** start SUPPLIED RECORDS **

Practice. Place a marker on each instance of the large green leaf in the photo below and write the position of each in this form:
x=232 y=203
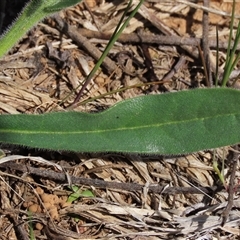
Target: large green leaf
x=172 y=123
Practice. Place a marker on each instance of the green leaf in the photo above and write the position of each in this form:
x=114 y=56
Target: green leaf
x=166 y=124
x=33 y=12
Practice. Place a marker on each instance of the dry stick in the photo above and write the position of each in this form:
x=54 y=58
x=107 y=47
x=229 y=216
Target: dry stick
x=205 y=43
x=83 y=42
x=153 y=39
x=178 y=65
x=19 y=228
x=155 y=188
x=167 y=31
x=2 y=13
x=232 y=188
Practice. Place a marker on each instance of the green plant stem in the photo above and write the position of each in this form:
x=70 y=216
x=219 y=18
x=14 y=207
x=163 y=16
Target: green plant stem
x=119 y=29
x=32 y=13
x=231 y=58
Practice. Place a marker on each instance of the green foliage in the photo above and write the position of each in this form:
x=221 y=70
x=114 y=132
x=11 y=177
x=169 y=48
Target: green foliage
x=232 y=56
x=173 y=123
x=166 y=124
x=33 y=12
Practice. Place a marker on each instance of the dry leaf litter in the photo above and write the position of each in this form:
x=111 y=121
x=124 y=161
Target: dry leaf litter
x=136 y=197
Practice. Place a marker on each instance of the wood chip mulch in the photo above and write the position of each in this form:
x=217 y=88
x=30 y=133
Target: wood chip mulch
x=135 y=197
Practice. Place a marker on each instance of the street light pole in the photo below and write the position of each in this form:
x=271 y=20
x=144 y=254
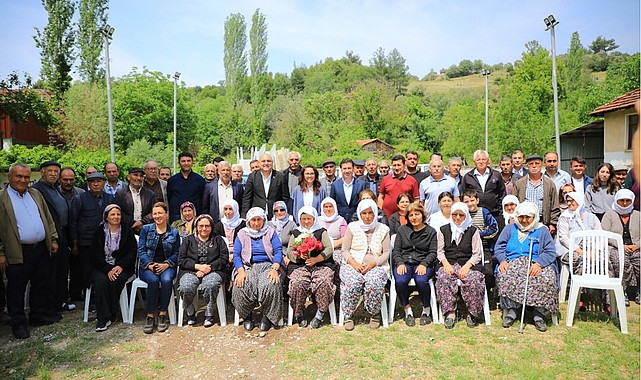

** end SUPPLIED RECORDS **

- REQUEST
Copy every line of the records above verbatim, from start to finish, but omit the pictures.

- OUTPUT
Practice. Place a marker on each instance of the large green leaf in the photo below and write the position of each in this form:
x=232 y=203
Target: large green leaf
x=172 y=123
Practice. Place a marker on each instance of the green leaf in the photo above and write the position of each in this form:
x=114 y=56
Target: green leaf
x=166 y=124
x=33 y=12
Practice. Place a marker on each instance of the dry stick in the photo above and write the position of each in this form:
x=54 y=58
x=107 y=47
x=229 y=216
Target: dry stick
x=205 y=43
x=83 y=42
x=153 y=39
x=178 y=65
x=19 y=228
x=155 y=188
x=167 y=31
x=2 y=13
x=232 y=188
Practice. Place a marker on each instance of the green plant stem in the photo above and write the position of each in this form:
x=70 y=216
x=219 y=18
x=14 y=207
x=163 y=16
Target: green plant stem
x=119 y=29
x=32 y=13
x=231 y=58
Practice. Place a marker on each instance of the green foliage in the photo above and write the position of each in this form:
x=221 y=70
x=114 y=132
x=11 y=177
x=169 y=48
Target: green foliage
x=232 y=56
x=173 y=123
x=166 y=124
x=33 y=12
Practice. Place a marker on each instance of the dry leaf litter in the photo above and write the position of each in this form:
x=111 y=121
x=124 y=161
Target: dry leaf litter
x=136 y=197
Practice. Place a marker on each instance of the wood chip mulch in the photo above and write the position of each in this form:
x=217 y=88
x=30 y=133
Target: wood chip mulch
x=135 y=197
Practice. Place a marker on each instance of the street light pole in the photo below and write the position of each in this form:
x=271 y=20
x=144 y=254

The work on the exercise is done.